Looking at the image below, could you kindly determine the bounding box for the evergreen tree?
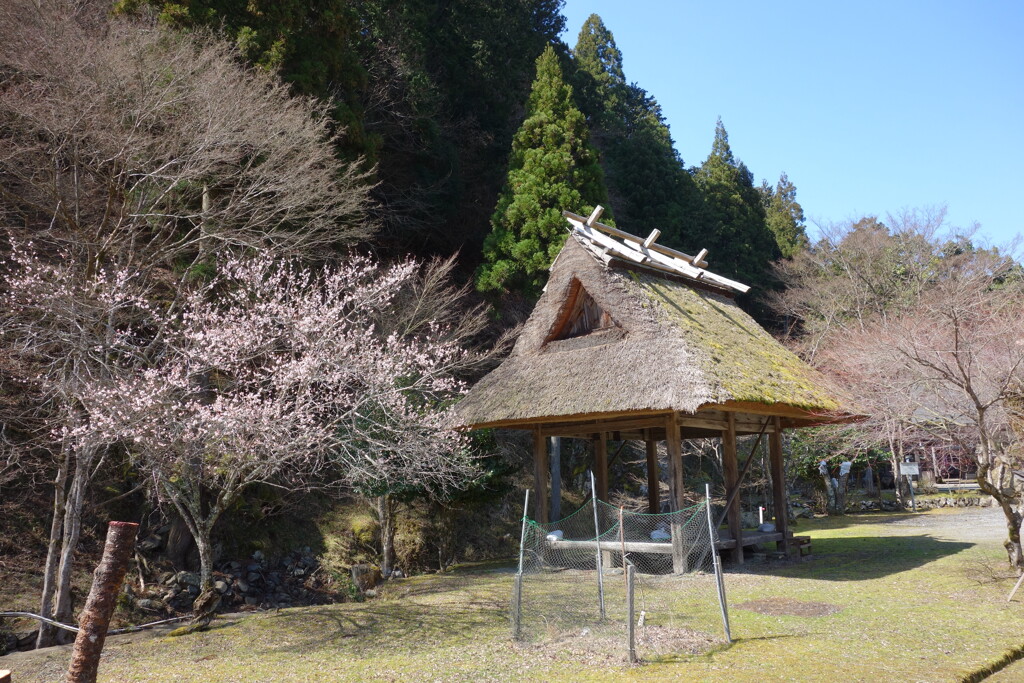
[477,45,609,297]
[571,14,627,128]
[571,15,702,250]
[760,173,808,258]
[694,119,780,293]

· · ·

Problem details => Please reproduce the entries from above exactly; images are not part of the copy.

Response to this task =>
Looking at the image below, could you kindly determine the bounding box for the evergreen tree?
[477,45,609,297]
[571,14,627,128]
[571,15,702,250]
[760,173,808,258]
[694,119,780,293]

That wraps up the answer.